» Problem requirements
Please give back word for word the lines of the material below between the line containing "Guideline: for every instance of the unfinished" and the line containing "Target: unfinished concrete building", inclusive.

» Data extract
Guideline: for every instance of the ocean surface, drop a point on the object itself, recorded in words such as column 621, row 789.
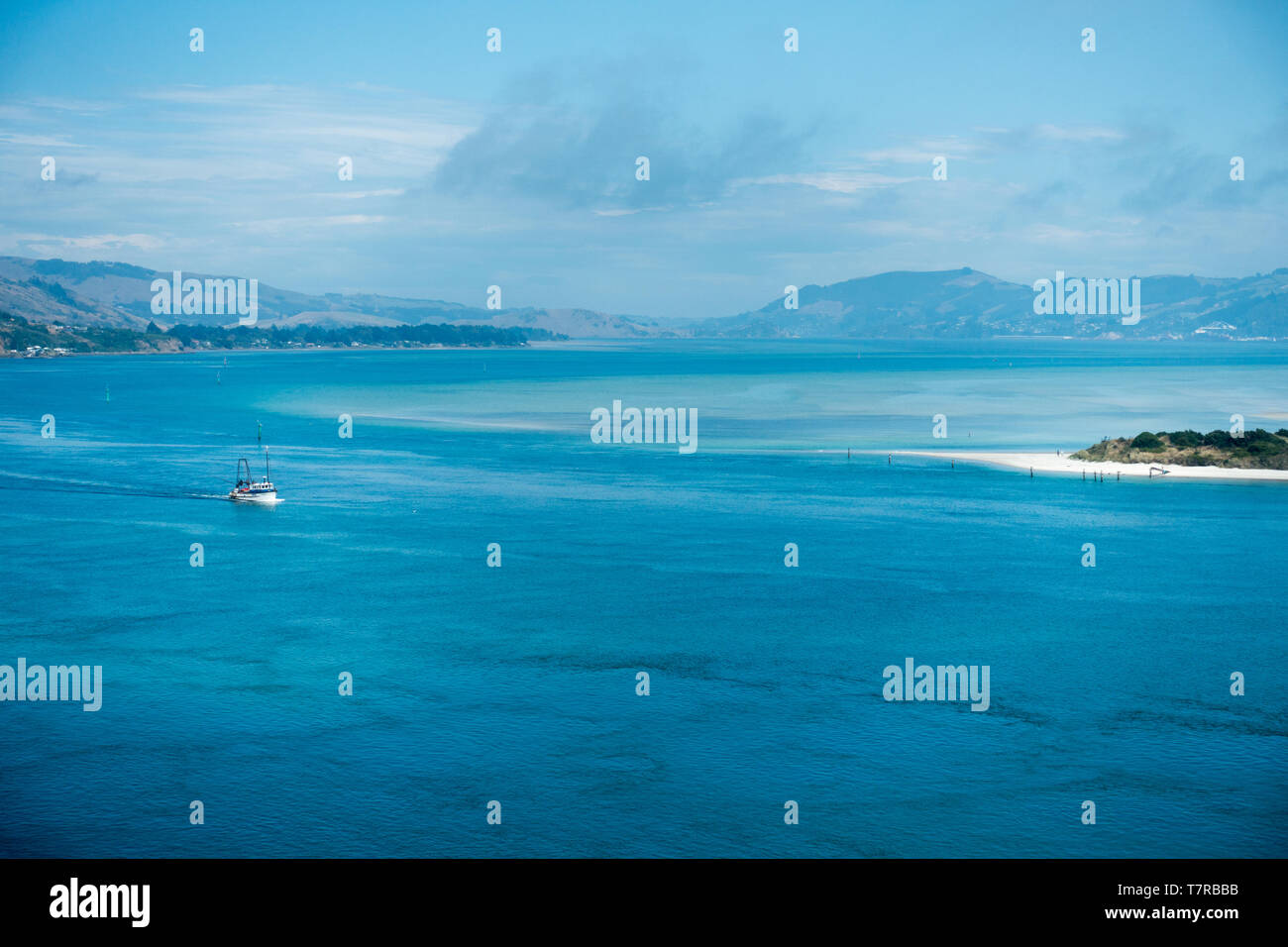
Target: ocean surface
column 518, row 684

---

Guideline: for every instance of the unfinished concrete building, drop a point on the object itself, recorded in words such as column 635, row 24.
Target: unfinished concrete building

...

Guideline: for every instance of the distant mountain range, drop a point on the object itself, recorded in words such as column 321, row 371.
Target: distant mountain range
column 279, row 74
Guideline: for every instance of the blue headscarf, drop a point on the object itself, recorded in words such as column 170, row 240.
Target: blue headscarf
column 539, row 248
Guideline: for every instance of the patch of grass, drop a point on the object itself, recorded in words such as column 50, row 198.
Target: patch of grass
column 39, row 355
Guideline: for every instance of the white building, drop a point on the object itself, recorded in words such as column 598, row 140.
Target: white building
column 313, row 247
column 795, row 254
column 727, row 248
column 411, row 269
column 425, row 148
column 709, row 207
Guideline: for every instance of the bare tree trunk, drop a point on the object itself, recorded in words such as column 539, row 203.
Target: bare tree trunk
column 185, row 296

» Response to this task
Guideline: for every instance of the unfinished concrete building, drop a point on the object itself, recorded in words such as column 635, row 24.
Target: unfinished concrete building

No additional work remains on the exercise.